▶ AIM OF THE EXERCISE
Reproduce this listing in full.

━━━

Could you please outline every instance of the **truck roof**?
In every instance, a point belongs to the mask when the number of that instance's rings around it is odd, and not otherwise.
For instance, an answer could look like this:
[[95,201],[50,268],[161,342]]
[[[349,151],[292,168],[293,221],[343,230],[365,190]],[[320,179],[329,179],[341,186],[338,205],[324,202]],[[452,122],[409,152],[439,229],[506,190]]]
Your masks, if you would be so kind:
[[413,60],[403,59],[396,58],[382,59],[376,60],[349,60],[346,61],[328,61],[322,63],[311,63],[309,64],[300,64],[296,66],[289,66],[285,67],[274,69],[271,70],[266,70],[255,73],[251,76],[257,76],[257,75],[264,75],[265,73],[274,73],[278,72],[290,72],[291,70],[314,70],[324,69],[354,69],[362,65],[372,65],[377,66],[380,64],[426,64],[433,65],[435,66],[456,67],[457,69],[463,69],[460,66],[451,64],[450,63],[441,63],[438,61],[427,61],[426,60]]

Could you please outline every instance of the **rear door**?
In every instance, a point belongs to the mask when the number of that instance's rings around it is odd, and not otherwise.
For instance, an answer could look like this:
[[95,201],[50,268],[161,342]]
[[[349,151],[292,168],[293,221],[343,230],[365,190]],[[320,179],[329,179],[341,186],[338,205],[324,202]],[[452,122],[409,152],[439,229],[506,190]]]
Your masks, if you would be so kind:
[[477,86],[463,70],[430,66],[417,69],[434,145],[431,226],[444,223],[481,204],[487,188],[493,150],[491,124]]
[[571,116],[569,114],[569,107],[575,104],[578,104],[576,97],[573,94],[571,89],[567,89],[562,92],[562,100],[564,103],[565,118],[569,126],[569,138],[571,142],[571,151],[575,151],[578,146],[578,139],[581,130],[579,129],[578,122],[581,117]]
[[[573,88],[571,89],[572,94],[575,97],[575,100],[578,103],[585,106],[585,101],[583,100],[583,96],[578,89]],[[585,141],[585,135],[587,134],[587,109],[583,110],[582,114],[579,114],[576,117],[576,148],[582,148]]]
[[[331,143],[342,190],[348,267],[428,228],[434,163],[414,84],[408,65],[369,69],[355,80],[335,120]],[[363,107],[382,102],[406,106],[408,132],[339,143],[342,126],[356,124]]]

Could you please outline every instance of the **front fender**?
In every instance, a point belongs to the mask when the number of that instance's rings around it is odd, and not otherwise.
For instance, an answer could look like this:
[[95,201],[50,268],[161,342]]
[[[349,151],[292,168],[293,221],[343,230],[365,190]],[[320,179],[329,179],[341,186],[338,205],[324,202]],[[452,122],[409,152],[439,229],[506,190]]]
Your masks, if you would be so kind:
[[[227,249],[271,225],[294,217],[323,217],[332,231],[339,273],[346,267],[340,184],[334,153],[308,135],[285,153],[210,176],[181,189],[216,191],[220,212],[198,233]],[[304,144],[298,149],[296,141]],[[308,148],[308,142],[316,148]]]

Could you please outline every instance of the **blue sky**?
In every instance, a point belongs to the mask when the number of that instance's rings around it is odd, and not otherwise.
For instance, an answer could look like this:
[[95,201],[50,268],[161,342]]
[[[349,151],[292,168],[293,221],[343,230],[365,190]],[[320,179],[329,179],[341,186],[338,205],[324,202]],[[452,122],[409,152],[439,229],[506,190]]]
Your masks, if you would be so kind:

━━━

▶ WRITTEN SOLUTION
Could you please outline every instance of the **truck roof**?
In every instance, a point belongs to the mask when the number of that instance's rings around it is odd, and not otherwise.
For instance, an answer could look like this:
[[95,201],[50,268],[161,342]]
[[[349,151],[292,168],[293,221],[343,230],[365,190]],[[320,179],[329,179],[341,186],[338,205],[324,202]],[[452,122],[409,152],[439,229],[506,190]]]
Your masks, if you would be so kind:
[[413,60],[403,59],[396,58],[382,59],[376,60],[349,60],[346,61],[328,61],[322,63],[311,63],[309,64],[300,64],[296,66],[289,66],[285,67],[274,69],[271,70],[266,70],[255,73],[251,76],[257,76],[257,75],[264,75],[265,73],[274,73],[278,72],[290,72],[291,70],[314,70],[324,69],[354,69],[362,65],[372,65],[377,66],[380,64],[426,64],[433,65],[435,66],[456,67],[457,69],[463,69],[460,66],[451,64],[450,63],[441,63],[438,61],[427,61],[426,60]]

Could you please outline every instance of the **rear door**?
In every instance, a point belongs to the mask when the number of that instance's rings around it is odd, and not otherwise.
For instance, an answer could look like this:
[[95,201],[50,268],[161,342]]
[[[349,151],[292,168],[293,221],[343,230],[365,190]],[[320,179],[329,179],[341,186],[338,205],[324,202]],[[452,122],[409,152],[439,229],[506,190]]]
Your masks, if you would be so kind:
[[477,86],[463,70],[430,66],[417,69],[434,145],[431,226],[444,223],[481,204],[487,188],[493,150],[491,124]]
[[571,116],[569,114],[569,107],[575,104],[578,104],[576,97],[573,94],[571,89],[567,89],[562,92],[562,100],[564,103],[565,118],[569,126],[569,138],[571,142],[571,151],[575,151],[578,146],[578,139],[581,130],[579,129],[578,122],[581,117]]
[[[573,88],[571,89],[572,94],[575,97],[575,100],[578,103],[585,106],[585,101],[583,100],[583,96],[578,89]],[[585,141],[585,135],[587,134],[587,109],[583,110],[582,114],[579,114],[576,117],[576,148],[582,148]]]
[[[331,143],[342,190],[348,267],[428,228],[434,163],[414,84],[408,65],[369,69],[355,80],[335,120]],[[363,107],[382,102],[406,106],[408,132],[339,143],[342,126],[356,124]]]

Could you please outline every instance of the **front fender**?
In every instance, a point belongs to the mask when the number of that instance's rings around it is odd, and not otherwise.
For instance, an answer could look like this:
[[95,201],[50,268],[161,342]]
[[[349,151],[292,168],[293,221],[343,230],[365,190]],[[320,179],[329,179],[341,186],[338,205],[324,202]],[[452,122],[409,152],[439,229],[506,190]]]
Your masks, if you would be so kind:
[[[227,249],[271,225],[294,217],[323,217],[332,231],[339,273],[346,267],[340,184],[334,153],[308,135],[285,153],[210,176],[181,189],[216,191],[220,212],[198,233]],[[304,144],[298,149],[296,141]],[[308,148],[308,142],[316,148]]]

Could you please outline every instance of the **blue sky**?
In every instance, a point belongs to the mask when the number of that instance's rings around it is odd, and not otherwise.
For instance, an answer could look like this:
[[95,201],[50,268],[161,342]]
[[[349,151],[292,168],[293,221],[343,230],[365,190]],[[320,179],[329,179],[341,186],[338,205],[324,202]],[[452,122],[409,152],[439,229],[506,190]]]
Your masks, if you would be so kind:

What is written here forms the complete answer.